## BEGIN SUPPLIED RECORDS

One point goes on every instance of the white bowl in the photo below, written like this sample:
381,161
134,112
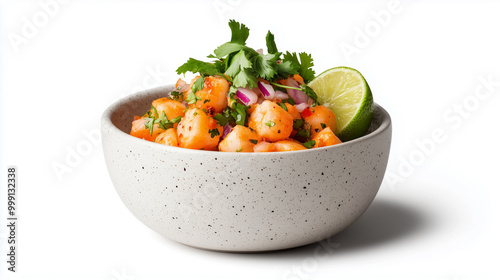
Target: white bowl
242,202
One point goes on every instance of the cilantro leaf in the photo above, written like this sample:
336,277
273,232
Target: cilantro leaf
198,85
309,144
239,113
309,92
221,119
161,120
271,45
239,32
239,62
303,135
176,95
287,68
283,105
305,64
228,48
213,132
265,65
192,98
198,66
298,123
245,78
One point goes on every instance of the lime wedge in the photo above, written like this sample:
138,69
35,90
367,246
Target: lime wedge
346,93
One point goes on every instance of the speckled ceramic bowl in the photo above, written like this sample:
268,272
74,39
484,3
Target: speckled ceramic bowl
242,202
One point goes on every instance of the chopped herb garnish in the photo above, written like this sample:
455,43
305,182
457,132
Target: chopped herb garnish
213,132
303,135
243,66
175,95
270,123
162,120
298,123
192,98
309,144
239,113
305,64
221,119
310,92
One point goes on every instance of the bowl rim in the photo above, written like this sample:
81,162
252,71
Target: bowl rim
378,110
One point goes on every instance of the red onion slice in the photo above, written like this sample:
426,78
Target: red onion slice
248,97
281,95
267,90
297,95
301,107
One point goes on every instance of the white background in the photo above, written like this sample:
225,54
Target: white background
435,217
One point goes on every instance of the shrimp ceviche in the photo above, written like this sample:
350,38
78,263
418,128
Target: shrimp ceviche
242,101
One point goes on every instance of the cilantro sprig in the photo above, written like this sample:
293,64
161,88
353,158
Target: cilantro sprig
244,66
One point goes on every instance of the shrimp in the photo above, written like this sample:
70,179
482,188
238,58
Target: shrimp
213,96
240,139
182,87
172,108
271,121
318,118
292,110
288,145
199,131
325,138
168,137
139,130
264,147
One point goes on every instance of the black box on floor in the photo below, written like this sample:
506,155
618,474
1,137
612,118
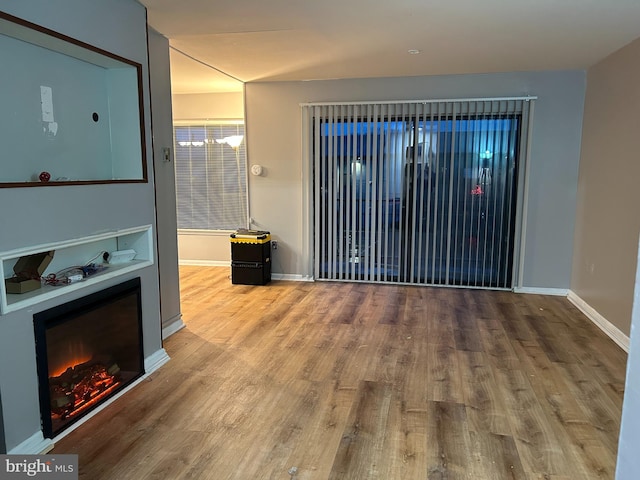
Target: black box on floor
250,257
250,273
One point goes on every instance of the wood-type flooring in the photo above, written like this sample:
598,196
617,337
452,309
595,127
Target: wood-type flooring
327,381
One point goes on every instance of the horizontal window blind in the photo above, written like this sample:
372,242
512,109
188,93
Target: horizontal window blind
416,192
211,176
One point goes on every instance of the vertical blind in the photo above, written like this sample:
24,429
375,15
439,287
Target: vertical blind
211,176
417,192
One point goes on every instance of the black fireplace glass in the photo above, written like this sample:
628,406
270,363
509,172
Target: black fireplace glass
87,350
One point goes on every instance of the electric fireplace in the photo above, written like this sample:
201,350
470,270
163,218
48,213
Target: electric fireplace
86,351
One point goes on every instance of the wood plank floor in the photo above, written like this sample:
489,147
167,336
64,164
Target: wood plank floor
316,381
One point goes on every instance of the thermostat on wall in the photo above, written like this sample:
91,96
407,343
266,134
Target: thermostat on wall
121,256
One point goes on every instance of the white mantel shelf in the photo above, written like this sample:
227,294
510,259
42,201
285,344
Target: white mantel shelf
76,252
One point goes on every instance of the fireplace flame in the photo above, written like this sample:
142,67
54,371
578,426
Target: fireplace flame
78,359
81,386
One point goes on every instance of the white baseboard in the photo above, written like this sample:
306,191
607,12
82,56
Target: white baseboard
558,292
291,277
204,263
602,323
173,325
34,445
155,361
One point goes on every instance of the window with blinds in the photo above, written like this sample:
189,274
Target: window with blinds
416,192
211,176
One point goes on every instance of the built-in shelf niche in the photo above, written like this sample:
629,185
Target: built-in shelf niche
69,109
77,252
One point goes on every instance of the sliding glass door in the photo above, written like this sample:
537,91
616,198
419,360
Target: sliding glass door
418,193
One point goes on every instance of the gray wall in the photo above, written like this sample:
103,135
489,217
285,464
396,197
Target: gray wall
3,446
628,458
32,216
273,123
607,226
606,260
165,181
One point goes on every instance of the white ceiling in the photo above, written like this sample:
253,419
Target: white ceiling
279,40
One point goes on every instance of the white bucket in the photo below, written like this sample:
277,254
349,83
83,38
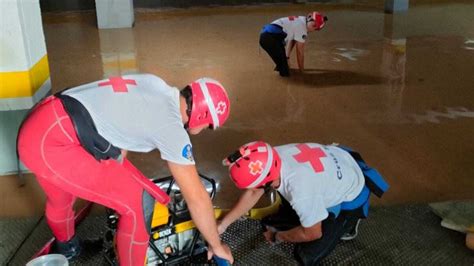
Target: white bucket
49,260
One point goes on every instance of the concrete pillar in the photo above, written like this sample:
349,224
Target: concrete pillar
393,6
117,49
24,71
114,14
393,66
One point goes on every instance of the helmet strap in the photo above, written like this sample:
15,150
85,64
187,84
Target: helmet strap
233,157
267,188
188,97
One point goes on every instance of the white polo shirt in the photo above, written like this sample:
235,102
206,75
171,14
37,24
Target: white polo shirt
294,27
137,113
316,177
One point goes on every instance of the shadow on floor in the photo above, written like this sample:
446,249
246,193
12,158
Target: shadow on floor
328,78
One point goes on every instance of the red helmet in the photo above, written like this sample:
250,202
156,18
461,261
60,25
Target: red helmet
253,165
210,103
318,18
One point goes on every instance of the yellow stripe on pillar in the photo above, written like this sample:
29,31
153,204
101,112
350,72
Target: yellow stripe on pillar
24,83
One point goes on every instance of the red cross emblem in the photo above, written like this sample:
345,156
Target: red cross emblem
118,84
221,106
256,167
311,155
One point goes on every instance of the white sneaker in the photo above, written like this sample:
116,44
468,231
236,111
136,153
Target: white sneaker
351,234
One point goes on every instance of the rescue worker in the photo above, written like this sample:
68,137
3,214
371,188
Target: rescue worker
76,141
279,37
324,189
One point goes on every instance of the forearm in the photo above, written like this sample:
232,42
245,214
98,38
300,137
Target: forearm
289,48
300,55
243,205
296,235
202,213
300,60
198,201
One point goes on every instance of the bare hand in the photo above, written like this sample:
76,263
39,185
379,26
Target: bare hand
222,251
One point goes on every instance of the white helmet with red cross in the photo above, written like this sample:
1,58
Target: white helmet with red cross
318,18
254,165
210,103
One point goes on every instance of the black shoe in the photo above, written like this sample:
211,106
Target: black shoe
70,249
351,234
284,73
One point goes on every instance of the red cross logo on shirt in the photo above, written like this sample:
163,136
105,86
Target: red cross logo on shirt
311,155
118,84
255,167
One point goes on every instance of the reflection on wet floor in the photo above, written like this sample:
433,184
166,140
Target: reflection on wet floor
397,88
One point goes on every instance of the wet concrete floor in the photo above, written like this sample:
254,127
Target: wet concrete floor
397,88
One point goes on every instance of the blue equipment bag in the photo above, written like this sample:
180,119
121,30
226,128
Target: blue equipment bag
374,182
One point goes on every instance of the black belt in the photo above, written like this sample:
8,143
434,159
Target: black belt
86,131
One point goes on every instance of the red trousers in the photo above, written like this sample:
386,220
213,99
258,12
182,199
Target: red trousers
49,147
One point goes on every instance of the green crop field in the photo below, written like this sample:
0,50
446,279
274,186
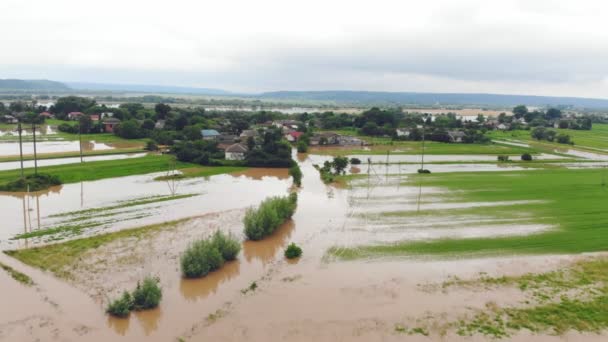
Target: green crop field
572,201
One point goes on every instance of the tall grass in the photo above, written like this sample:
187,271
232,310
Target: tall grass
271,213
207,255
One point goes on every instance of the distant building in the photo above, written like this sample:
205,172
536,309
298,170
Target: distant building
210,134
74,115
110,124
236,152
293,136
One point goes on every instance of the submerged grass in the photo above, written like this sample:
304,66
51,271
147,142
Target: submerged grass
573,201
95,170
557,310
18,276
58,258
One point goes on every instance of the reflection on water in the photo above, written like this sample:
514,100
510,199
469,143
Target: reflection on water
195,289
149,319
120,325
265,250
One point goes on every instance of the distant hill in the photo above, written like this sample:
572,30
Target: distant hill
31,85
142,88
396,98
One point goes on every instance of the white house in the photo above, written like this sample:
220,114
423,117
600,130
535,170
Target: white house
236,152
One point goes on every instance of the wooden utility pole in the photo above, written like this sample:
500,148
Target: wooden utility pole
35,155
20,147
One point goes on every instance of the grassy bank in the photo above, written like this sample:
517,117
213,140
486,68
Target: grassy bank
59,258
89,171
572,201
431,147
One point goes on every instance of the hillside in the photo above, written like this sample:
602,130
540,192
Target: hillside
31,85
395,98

## END SUPPLIED RECORDS

**WHAT IS ASKED:** Pictures are excluded; output everything else in the data verbatim.

**WORKED ANSWER:**
One point goes on every instance of the white bowl in the photo below, written like this sample:
381,161
134,112
Target: white bowl
242,202
One point goes on every instance of the cilantro leaf in the photo above, written like this sample:
336,277
273,232
Target: cilantro leaf
198,85
309,144
239,113
309,92
221,119
161,120
271,45
239,32
239,62
303,135
176,95
287,68
283,105
305,64
228,48
213,132
265,65
192,98
198,66
298,123
245,78
One point goes on every instance of the lime wedge in the photo above, written like this sample:
138,69
35,90
367,246
Target: lime wedge
346,93
One point goes on every instance of the speckled ceramic bowl in the photo above, written like this sample:
268,272
74,39
484,3
Target: speckled ceramic bowl
242,202
One point goes on every instance of the chopped herb garnish in the photo above, written like this sample:
455,43
305,182
457,132
Target: chopped herb garnish
213,132
303,135
243,66
175,95
270,123
162,120
298,123
192,98
309,144
239,113
305,64
221,119
310,92
One point goes on every instance of the bowl rim in the photo above, written like this sample:
81,162
252,71
Target: bowl rim
378,110
One point goes on every instance of the red onion slice in the photo above, written like this sample:
426,78
Target: red onion slice
248,97
281,95
267,90
297,95
301,107
One point goes on every instance of the white background in the photo above, written like this sample:
225,54
Target: white background
435,217
One point goes on every instance of the shrimp ceviche in the photo above, written like this sample:
350,38
78,263
418,128
Target: shrimp ceviche
242,101
One point goes on every instance of the cilantro sprig in the photo above, written like this sample:
293,64
161,88
353,158
Target: cilantro sprig
244,66
One point goes on every instance of the shrimp in the photo above, written like this sample:
70,179
482,188
238,58
Target: shrimp
213,96
240,139
182,87
172,108
271,121
318,118
292,110
288,145
199,131
325,138
168,137
139,130
264,147
One point goes on every instance of the black box on floor in the photo below, written like this sample:
506,155
618,474
1,137
612,118
Target: black box on floor
250,257
250,273
One point goes on every instance of the wood-type flooring in the photo above, written like this sample:
598,196
617,337
452,309
595,127
Target: wood-type flooring
327,381
One point goes on every instance of the horizontal window blind in the photo above, written like this sample:
372,242
512,109
188,93
Target: horizontal window blind
416,192
211,176
One point goes on every instance of the vertical blind in the photo above, written like this sample:
24,429
375,15
439,287
Target: vertical blind
211,176
417,192
One point goes on every instance of the black fireplace glass in the photo above, written like this sample:
628,406
270,363
509,172
Target: black fireplace glass
87,350
One point goes on every instance of the electric fireplace in the photo above, written like this sample:
201,350
470,270
163,218
48,213
Target: electric fireplace
86,351
One point goes on every instance of the wood plank floor in the photo above, written like this sample:
489,147
167,336
64,164
Target: wood plank floor
316,381
One point goes on every instance of the thermostat on wall in the photo above, written like this sample:
91,96
407,343
266,134
Target: thermostat on wall
121,256
One point goes on every instance of the white mantel shelf in the photo above, written like this sample:
227,294
510,259
42,201
285,344
Target: white mantel shelf
76,252
One point goes on every instance of the fireplace flame in the photo above, written like this sample:
142,67
54,371
578,426
Target: fireplace flame
78,359
81,386
One point goes on every instance of the white baseboard in the photo above, written like this sample:
306,191
607,12
82,56
Target: white baseboard
558,292
291,277
204,263
602,323
173,325
34,445
155,361
One point goes on every instance of the window with blinds in the photo above, written like this sample:
189,274
Target: window with blinds
416,192
211,176
One point goes on every instance of the built-in shelf niche in the photo above, written like this sample:
629,185
Target: built-in shelf niche
69,109
77,252
One point goes on every instance of the sliding glass door in the photo above, written like this sample:
537,91
616,198
419,360
Target: sliding glass door
418,193
One point goes on every instance of the gray wall in the photo above, written like this sample:
103,135
489,217
285,464
396,197
Target: gray wall
3,446
628,458
32,216
273,123
607,226
606,260
165,181
One point goes on every instance of the white ceiling in the photo above, written like this sample:
253,419
Target: white ceiling
279,40
One point goes on every instance of the white bucket in the photo below, written like this sample:
277,254
349,83
83,38
Target: white bucket
49,260
One point goes on every instance of the concrete pillar in the photo above, written like this sample:
349,224
Target: concrete pillar
393,6
117,49
24,71
114,14
393,66
One point goes on every instance of the helmet strap in the photo above, written like this sample:
15,150
85,64
187,84
Target: helmet strap
233,157
267,188
188,97
One point goes on every instance of the white polo shirt in the photo above, written like this sample:
235,102
206,75
171,14
37,24
Target: white polo shirt
294,27
137,113
316,177
One point goes on every instance of the shadow on floor in the photo above, written like this sample:
446,249
246,193
12,158
Target: shadow on floor
328,78
One point goes on every instance of the red helmet in the photo above, written like this sample:
250,202
156,18
461,261
60,25
Target: red helmet
253,165
210,103
318,18
One point goes on every instance of the yellow stripe on pillar in the photo above, written like this sample:
29,31
153,204
101,112
350,72
Target: yellow stripe on pillar
24,83
One point goes on every instance of the red cross emblem in the photo above, written like this sample:
345,156
Target: red cross emblem
118,84
221,106
256,167
311,155
One point goes on every instance of the white sneaker in the photo above, written like this sample:
116,44
468,231
236,111
136,153
Target: white sneaker
351,234
One point goes on every instance of the rescue worker in the photo above, written like this sample:
68,137
3,214
371,188
Target: rescue worker
76,141
279,37
324,189
One point goes on every instance of the forearm in the photo above, written like this sample:
232,42
245,214
98,38
300,137
Target: forearm
289,48
300,55
243,205
296,235
202,213
300,60
198,201
One point goes on every instance of the bare hand in the photo above, written like this sample:
76,263
39,185
379,26
Target: bare hand
222,251
One point goes on every instance of the white helmet with red cross in the photo above, written like this sample:
1,58
Target: white helmet with red cross
318,18
254,165
210,103
One point goes on every instance of the black shoe in the photo above, written like this sample:
211,106
Target: black shoe
70,249
351,234
284,73
One point goes on every instance of the red cross logo on shirt in the photo above, written like this sample:
163,136
105,86
Target: red cross logo on shirt
311,155
118,84
255,167
One point goes on every instance of the reflection on wet floor in the photo above, written like this sample:
433,184
166,140
Target: reflection on wet floor
397,88
One point goes on every instance of the wet concrete floor in the photo above, written like this sample:
254,127
Target: wet concrete floor
397,88
One point goes on every instance of the blue equipment bag in the photo above, written like this sample:
180,119
121,30
226,128
Target: blue equipment bag
374,182
One point goes on every instance of the black belt in the photo above, written like this sample:
8,143
434,159
Target: black belt
86,131
One point goes on every instance of the red trousers in the photo above, written like this sample:
386,220
213,99
258,12
182,199
Target: red trousers
49,147
One point goes on every instance of the green crop field in the photo below, written like this sample:
0,50
446,279
274,186
Target: green crop field
572,201
One point goes on every instance of the tall grass in the photo above, written like this sample:
187,271
232,310
Target: tall grass
271,213
207,255
One point goes on every instance of the distant building in the photo above, written like this sample:
205,172
536,309
298,170
Target: distant building
210,134
74,115
110,124
236,152
293,136
One point goes on every instance of the submerged grass in the photo above, written like this sample:
304,66
51,271
147,142
Target: submerged grass
573,201
95,170
557,310
18,276
58,258
One point goes on every instance of the reflection on water in the photo above, written like this sample:
514,100
510,199
469,143
Target: reflection on water
195,289
149,319
120,325
265,250
One point goes on every instance of the distant hill in the photo above, written like this sample:
572,30
Target: distant hill
31,85
142,88
396,98
One point goes on every instance of the white house in the photo above, written like this sample:
220,114
423,117
600,130
535,170
Target: white house
236,152
One point goes on every instance of the wooden utility pole in the photo above, written like this sample:
500,148
Target: wooden utility pole
35,155
20,147
One point goes on every instance of the grassy bank in the photo above, written like this sample:
517,117
213,140
486,68
Target: grassy bank
59,258
89,171
572,201
431,147
One point goes on every instance of the hillside in the photo above, written like this sample:
602,130
540,192
Target: hillside
31,85
395,98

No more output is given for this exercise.